**EXERCISE REQUIREMENTS:**
Give back all of the data exactly as written.

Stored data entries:
"""
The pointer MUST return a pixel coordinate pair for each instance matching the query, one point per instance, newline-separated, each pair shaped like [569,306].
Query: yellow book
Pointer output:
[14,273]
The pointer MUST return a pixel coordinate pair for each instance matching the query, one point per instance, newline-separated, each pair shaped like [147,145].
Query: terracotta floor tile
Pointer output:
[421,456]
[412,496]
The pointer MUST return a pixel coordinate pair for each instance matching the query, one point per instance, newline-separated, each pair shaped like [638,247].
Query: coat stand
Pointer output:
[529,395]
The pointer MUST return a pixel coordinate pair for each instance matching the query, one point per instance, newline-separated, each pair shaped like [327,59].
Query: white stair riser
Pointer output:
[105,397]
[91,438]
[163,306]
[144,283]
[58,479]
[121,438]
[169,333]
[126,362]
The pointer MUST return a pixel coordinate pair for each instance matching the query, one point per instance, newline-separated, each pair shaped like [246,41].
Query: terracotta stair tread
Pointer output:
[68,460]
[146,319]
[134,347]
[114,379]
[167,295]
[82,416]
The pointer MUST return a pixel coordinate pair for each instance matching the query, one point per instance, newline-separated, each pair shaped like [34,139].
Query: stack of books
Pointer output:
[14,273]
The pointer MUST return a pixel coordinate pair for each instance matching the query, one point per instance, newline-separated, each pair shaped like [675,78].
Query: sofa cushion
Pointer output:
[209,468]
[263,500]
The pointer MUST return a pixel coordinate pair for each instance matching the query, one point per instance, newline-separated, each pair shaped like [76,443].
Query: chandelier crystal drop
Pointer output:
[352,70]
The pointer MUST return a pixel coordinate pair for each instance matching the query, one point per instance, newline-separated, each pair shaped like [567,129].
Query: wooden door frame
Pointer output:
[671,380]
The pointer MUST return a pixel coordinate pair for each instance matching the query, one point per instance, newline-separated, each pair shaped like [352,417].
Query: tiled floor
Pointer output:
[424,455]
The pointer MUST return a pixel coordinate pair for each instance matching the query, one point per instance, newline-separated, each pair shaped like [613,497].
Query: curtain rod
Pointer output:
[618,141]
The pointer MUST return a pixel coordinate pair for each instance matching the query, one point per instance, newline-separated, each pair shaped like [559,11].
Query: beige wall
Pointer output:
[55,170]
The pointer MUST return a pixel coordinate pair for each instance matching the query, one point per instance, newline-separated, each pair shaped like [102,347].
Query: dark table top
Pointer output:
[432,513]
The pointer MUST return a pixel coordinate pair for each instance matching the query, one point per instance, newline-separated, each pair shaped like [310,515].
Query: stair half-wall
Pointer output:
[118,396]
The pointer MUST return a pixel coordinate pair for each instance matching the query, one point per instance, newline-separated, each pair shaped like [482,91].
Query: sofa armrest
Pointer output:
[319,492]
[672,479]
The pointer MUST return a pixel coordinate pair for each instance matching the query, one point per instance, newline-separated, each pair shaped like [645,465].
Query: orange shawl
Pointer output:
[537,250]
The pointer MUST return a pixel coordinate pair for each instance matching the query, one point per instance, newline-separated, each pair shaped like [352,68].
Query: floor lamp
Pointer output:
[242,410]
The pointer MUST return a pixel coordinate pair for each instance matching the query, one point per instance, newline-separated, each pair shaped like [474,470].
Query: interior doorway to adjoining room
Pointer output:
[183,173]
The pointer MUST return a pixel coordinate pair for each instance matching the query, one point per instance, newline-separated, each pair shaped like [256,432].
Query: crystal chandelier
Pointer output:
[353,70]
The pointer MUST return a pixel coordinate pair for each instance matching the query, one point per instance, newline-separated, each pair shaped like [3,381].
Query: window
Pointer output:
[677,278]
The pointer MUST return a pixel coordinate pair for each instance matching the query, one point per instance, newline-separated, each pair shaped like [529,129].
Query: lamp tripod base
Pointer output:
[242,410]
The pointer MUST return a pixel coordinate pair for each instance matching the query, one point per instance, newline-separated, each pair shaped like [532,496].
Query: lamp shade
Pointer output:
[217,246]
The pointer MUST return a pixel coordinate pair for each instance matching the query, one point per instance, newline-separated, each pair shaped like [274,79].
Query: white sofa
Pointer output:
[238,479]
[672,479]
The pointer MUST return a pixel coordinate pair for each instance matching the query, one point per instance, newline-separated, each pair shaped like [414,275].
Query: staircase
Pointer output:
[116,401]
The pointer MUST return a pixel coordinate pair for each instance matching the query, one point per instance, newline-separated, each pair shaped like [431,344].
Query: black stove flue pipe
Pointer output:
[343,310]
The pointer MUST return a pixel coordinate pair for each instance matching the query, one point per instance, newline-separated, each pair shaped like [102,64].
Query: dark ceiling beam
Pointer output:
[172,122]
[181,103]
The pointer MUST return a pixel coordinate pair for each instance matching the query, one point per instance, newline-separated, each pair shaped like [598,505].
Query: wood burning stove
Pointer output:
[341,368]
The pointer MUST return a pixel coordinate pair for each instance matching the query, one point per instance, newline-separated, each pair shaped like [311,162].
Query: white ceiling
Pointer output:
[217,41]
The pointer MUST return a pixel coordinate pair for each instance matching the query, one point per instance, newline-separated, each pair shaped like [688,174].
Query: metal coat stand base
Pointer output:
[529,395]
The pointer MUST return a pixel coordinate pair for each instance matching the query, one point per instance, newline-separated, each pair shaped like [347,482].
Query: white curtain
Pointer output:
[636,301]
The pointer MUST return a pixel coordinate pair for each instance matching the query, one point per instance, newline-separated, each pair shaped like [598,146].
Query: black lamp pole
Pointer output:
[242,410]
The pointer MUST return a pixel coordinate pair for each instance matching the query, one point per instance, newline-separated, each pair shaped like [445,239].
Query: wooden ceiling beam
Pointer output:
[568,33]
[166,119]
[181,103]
"""
**YOUR SOLUTION:**
The pointer MUST return a pixel coordinate pair for each instance matching the query, one point per instance, newline-separated, each pair shaped like [569,306].
Query: yellow book
Pointer output:
[14,273]
The pointer MUST return a pixel coordinate pair for each instance matching the query, one point per instance, newline-separated, each pair shaped like [147,145].
Query: terracotta floor tile
Pointer output:
[421,456]
[412,496]
The pointer MUST return a pixel coordinate pair for each instance matching the query, one point per instance, newline-separated, each pair shaped like [638,247].
Query: coat stand
Pointer output:
[529,395]
The pointer MUST return a pixel coordinate pair for each instance matching the query, one point per instance, newline-separated, each pair shaped like [327,59].
Query: white stair riser
Pointer output:
[105,397]
[91,438]
[163,306]
[144,283]
[58,479]
[121,438]
[169,333]
[126,362]
The pointer MUST return a pixel coordinate pair for each instance matching the query, one point per instance, newline-separated, each pair shaped like [246,41].
Query: terracotta stair tread
Pointer output:
[68,460]
[146,319]
[134,347]
[114,379]
[167,295]
[82,416]
The pointer MUST return a pixel coordinate pair for each instance matching the query, one point per instance, newline-separated, each pair shaped like [34,139].
Query: stack of books
Pointer output:
[14,273]
The pointer MUST return a pixel coordinate pair for each instance matching the query, one point per instance, newline-separated, each pair shaped like [675,78].
Query: sofa cushion
Pointer output:
[209,468]
[263,500]
The pointer MUST return a pixel coordinate pair for each instance matching the query, one point per instance, newline-separated, each pair shaped like [76,443].
Query: chandelier crystal drop
Pointer output:
[352,70]
The pointer MUST return a pixel coordinate pair for each instance matching the query, one point per instance, newline-separated, each pair shaped like [567,129].
Query: wooden door frame
Pointer output:
[671,380]
The pointer MUST return a pixel coordinate pair for each instance matching the query, one point per instance, newline-separated, each pair shaped like [352,417].
Query: tiled floor
Pointer output:
[424,455]
The pointer MUST return a pixel coordinate pair for each instance matching the query, one point per instance, newline-separated, each pair shaped like [613,497].
Query: curtain rod
Pointer output:
[618,141]
The pointer MUST return a pixel coordinate pair for each instance matching the query, one point per instance, newline-separated, each pair shaped like [559,11].
Query: beige wall
Pointer output:
[55,170]
The pointer MUST return a pixel coordinate pair for each instance matching the query, one point per instance, newline-separated, each pair shaped like [102,347].
Query: dark table top
Pointer output:
[432,513]
The pointer MUST return a pixel coordinate pair for each instance matching the query, one point per instance, newline-separated, each pair shaped like [310,515].
Query: stair half-wall
Pointer output:
[118,396]
The pointer MUST return a pixel coordinate pair for each instance matching the query, one point per instance, newline-separated, each pair shaped like [482,91].
Query: sofa armrest
Pointer output:
[319,492]
[672,479]
The pointer MUST return a pixel coordinate pair for each instance matching the query, one point per instance, newline-separated, each pair shaped like [645,465].
Query: orange shawl
Pointer output:
[537,250]
The pointer MUST return a pixel coordinate pair for each instance matching the query, one point per instance, newline-separated, each pair shaped like [352,68].
Query: floor lamp
Pointer output:
[242,410]
The pointer MUST return a pixel coordinate pair for each instance matching the query, one point per instance, newline-separated, each pair shaped like [474,470].
Query: interior doorway to adjoining room
Pointer output:
[183,173]
The pointer MUST return a pixel coordinate pair for each instance matching the query, one point per instance, newline-separated, each pair shaped like [256,432].
Query: crystal chandelier
Pointer output:
[353,70]
The pointer MUST return a pixel coordinate pair for each instance matching the query, one point per instance, newline-separated, each pair shaped like [3,381].
Query: window
Pointer output:
[677,278]
The pointer MUST return a pixel coordinate pair for each instance matching the query, one point per instance, newline-separated, each pair shaped like [529,129].
Query: lamp tripod base
Pointer output:
[242,410]
The pointer MUST return a pixel coordinate pair for each instance matching the query, one point per instance, newline-separated, each pair shaped like [532,496].
Query: lamp shade
Pointer output:
[217,246]
The pointer MUST return a pixel coordinate pair for each instance matching the query, one point per instance, newline-separated, each pair shaped like [274,79].
Query: white sofa
Pointer output:
[238,479]
[672,479]
The pointer MUST return a pixel coordinate pair for each instance matching the query, one point per instance, newline-separated, each pair shaped like [414,275].
Query: staircase
Pointer output:
[116,401]
The pointer MUST return a pixel coordinate pair for each instance matching the query, one point per instance, newline-separated, each pair shaped like [431,344].
Query: black stove flue pipe
Pointer output:
[343,310]
The pointer MUST return a pixel coordinate pair for each instance matching the query, one point per instance, newline-separated, each pair shaped like [102,64].
Query: dark ceiling beam
Pointer output:
[172,122]
[181,103]
The pointer MUST return a pixel coordinate pair for each instance matching the query, one point per instance, newline-separated, each pair shaped like [598,505].
Query: wood burning stove
Pointer output:
[341,368]
The pointer MUST return a pixel coordinate pair for each instance matching the query, one point per instance, newline-separated, each pair shaped like [311,162].
Query: white ceiling
Pointer output:
[217,41]
The pointer MUST return a pixel coordinate pair for each instance matching the query, one point per instance, newline-separated, each pair shaped like [688,174].
Query: metal coat stand base
Pointer output:
[529,395]
The pointer MUST return a pixel coordinate pair for each instance matching the query, one point per instance, newline-separated, each pair shaped like [347,482].
Query: white curtain
Pointer output:
[636,301]
The pointer MUST return a pixel coordinate pair for each instance matching the query, one point per instance, newline-separated, each pair shaped like [598,146].
Query: black lamp pole
Pointer output:
[242,410]
The pointer MUST return a pixel coordinate pair for each instance matching the query, one point per instance, newline-separated, each pair shaped like [445,239].
Query: wooden ceiling beam
Pointer output:
[568,33]
[166,119]
[181,103]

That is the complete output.